Saved entries
"""

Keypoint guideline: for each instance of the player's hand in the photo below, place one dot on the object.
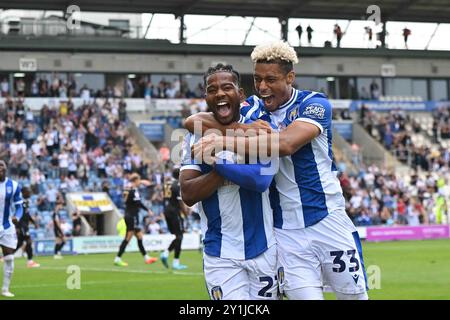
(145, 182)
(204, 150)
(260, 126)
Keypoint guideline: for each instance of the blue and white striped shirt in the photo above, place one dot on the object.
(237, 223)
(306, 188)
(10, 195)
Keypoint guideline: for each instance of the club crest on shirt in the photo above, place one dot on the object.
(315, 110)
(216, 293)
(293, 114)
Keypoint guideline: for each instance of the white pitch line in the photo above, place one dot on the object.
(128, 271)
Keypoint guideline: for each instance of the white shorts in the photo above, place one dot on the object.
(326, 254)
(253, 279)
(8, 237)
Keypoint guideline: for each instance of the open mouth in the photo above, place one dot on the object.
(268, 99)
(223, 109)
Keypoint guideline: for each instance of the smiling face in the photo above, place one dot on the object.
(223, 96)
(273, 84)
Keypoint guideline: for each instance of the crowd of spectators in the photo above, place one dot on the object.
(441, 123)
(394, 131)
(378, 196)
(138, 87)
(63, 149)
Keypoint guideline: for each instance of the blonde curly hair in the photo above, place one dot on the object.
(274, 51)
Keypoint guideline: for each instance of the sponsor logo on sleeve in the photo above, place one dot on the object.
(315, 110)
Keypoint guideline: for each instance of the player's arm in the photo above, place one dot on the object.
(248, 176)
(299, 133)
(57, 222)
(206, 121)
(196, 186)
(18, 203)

"""

Would you output the data exactly, without any of its images?

Keypoint guideline: for each instance of the player's hand in the photo below, place one dot on the object.
(145, 182)
(204, 150)
(260, 126)
Keypoint guideline: for each instance of the blue and white striped shirt in the photo above, place one dot on the object.
(237, 223)
(306, 188)
(10, 195)
Keypoint guideline: for each instance of the club crest on shirt in the photo above, place one dot on the object.
(315, 110)
(216, 293)
(293, 114)
Keypoint guideline: for each instance of the white pitch line in the photo above, place one dot on the object.
(128, 271)
Keypoint guideline: for each instance of the white shorts in the photo above, place one dot on the object.
(326, 254)
(253, 279)
(8, 237)
Keypoint guideline: for each instance of the open mouth in the photo above, place one dot on the object.
(268, 99)
(223, 109)
Keypoint guideline: for each instance of the smiling face in the photo above, place one dot on the object.
(223, 96)
(273, 84)
Keypoint guideline: for each instance of the crowd of spectators in the photo above, place one dot on the object.
(441, 123)
(394, 131)
(378, 196)
(138, 87)
(63, 149)
Keypoint guideline: for each instance of the blonde curly hair in the photo above, place one dot on the object.
(274, 51)
Keypoint guideline: for each instance of the sponsor logo on sleeve in the photo above, place one dot on the object.
(315, 110)
Keypoint guideline: for each instance of the player's arm in the photo above, place one dot on the object.
(248, 176)
(299, 133)
(57, 222)
(206, 121)
(196, 186)
(18, 203)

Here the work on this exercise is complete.